Directive —
Rescale the records from the line with "Would you be able to point at the block" through the end of the records: write each of those lines out again, leaving the requests unchanged, and multiply every x and y coordinate in the answers by 0.2, rounding to whole numbers with halves going up. Return only those lines.

** begin Given records **

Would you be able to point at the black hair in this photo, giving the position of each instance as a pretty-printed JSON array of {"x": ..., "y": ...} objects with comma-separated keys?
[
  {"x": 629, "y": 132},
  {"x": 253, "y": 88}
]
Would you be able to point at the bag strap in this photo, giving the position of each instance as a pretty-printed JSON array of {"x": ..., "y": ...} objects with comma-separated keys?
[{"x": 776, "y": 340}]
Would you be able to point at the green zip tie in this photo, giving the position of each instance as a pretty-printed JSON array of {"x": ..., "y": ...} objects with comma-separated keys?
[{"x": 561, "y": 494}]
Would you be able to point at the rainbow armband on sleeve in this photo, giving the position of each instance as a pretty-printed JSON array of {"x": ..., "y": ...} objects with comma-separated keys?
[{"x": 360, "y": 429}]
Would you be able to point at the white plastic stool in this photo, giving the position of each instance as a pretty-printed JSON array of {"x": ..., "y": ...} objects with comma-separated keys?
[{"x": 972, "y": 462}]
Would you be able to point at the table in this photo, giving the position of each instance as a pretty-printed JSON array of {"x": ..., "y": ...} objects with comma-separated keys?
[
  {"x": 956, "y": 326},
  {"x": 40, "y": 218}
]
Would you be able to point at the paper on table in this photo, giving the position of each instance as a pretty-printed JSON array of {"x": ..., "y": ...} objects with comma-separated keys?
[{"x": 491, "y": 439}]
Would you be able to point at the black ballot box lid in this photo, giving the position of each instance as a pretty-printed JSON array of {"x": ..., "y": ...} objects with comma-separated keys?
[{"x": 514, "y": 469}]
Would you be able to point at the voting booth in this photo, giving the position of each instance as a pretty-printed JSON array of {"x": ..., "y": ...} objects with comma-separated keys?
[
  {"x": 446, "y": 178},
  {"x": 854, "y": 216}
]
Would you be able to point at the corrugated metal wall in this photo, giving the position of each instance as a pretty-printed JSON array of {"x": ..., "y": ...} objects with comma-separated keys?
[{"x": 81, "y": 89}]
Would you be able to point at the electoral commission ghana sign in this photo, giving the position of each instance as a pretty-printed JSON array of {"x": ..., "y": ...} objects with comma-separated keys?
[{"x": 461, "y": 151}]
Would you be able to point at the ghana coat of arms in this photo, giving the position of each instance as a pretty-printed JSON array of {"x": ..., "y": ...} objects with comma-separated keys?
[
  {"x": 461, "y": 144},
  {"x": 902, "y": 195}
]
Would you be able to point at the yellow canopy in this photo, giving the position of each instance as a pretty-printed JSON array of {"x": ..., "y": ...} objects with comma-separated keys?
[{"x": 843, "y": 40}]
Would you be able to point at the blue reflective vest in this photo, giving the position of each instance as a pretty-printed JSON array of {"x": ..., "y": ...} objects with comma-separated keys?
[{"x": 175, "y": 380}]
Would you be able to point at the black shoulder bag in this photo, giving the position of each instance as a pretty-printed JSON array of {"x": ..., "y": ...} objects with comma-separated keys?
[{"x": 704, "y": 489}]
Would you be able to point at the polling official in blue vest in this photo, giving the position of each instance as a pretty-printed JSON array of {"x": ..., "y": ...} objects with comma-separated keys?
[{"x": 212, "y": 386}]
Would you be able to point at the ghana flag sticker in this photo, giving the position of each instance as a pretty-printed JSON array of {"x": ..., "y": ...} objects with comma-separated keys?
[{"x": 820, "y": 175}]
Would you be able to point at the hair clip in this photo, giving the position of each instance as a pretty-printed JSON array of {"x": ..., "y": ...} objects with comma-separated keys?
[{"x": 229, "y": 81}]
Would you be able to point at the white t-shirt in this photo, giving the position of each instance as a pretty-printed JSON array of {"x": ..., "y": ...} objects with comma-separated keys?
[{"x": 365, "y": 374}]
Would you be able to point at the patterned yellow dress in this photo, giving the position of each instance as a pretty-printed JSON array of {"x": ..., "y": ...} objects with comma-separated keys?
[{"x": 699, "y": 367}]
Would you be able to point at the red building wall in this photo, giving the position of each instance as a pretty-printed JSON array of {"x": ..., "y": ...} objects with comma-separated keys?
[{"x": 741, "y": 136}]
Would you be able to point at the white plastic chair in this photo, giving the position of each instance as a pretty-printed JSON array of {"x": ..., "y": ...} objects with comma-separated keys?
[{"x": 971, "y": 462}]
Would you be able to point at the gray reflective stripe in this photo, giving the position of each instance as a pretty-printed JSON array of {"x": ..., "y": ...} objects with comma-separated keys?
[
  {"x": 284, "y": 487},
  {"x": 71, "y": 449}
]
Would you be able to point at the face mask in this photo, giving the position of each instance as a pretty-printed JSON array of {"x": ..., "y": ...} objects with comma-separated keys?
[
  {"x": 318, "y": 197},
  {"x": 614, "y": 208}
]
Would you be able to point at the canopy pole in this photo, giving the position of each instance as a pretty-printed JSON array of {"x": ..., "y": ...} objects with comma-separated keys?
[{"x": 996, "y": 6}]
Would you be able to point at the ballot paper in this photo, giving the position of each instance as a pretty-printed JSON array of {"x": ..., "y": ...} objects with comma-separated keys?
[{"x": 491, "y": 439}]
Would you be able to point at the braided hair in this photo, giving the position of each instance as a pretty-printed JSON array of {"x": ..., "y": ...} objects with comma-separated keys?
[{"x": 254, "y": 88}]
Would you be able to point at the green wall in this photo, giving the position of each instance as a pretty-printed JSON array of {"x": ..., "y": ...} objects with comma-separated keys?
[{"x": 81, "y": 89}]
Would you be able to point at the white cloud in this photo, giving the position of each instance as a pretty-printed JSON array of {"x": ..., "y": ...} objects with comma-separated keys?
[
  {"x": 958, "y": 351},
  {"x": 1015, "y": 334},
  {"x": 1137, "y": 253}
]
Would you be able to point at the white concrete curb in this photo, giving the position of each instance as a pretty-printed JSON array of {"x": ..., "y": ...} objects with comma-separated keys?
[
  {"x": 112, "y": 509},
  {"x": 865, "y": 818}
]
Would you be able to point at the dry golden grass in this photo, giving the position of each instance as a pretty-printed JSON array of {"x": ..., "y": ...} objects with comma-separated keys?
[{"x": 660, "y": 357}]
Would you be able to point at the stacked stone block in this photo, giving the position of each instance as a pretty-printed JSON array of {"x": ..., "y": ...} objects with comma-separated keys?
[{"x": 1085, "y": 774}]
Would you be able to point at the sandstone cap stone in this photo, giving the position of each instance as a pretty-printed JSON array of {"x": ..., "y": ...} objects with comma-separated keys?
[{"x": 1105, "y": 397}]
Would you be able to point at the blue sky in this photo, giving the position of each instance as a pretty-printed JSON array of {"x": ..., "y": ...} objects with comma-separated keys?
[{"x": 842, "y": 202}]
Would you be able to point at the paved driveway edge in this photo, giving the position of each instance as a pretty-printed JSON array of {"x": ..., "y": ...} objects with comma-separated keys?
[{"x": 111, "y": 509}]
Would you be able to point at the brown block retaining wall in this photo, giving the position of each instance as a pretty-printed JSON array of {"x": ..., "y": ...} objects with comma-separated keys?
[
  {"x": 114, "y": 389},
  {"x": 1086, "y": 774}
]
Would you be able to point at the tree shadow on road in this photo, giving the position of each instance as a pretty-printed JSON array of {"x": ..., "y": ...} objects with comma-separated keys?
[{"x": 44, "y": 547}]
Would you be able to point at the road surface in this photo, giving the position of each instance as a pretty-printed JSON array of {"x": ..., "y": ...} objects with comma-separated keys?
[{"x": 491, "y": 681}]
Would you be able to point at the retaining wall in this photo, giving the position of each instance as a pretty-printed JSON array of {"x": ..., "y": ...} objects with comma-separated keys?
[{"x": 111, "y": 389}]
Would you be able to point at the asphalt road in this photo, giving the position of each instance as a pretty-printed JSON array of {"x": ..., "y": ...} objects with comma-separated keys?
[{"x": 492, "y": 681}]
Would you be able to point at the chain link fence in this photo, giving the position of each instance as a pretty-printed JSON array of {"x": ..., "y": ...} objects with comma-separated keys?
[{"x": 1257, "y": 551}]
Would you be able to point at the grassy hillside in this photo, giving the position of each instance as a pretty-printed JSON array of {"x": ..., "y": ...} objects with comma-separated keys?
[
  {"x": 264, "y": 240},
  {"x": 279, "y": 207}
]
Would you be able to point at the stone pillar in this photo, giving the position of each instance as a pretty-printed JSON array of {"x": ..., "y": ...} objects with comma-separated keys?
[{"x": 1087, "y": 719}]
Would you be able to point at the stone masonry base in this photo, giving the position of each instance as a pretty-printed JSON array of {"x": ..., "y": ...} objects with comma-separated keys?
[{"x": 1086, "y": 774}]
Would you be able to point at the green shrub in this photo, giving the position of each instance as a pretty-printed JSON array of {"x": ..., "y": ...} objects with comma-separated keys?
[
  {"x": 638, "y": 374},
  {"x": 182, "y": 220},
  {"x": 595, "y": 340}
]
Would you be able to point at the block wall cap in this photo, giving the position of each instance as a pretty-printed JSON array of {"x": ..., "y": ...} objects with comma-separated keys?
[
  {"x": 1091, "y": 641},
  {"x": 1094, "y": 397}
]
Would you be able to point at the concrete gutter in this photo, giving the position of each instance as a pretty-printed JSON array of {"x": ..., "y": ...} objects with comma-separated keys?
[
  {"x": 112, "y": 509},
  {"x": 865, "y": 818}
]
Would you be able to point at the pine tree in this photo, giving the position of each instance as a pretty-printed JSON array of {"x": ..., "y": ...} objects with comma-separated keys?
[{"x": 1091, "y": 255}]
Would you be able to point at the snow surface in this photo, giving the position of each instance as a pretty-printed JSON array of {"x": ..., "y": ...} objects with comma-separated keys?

** end Given records **

Worked solution —
Would you be able to point at the block wall cap in this photo, giving the position of each instance as a pretty-printed JSON array of {"x": ..., "y": ...} objects with comma-separated keys?
[
  {"x": 218, "y": 128},
  {"x": 219, "y": 79}
]
Would you be able to point at the concrete gutter in this photo, giving the position of each instance as a pretty-printed JSON array of {"x": ..., "y": ...} objects with comma-separated keys?
[
  {"x": 22, "y": 102},
  {"x": 173, "y": 164}
]
Would you be able to point at the pine tree in this photo, giving the position of each instance as a pretty-printed JSON array of {"x": ..., "y": ...} objects with comma-separated keys?
[{"x": 218, "y": 51}]
Would you be able to point at the snow surface in this photo, giving the position of each instance as a pretty-printed JSON array of {"x": ..., "y": ...} objects with comma-separated keys?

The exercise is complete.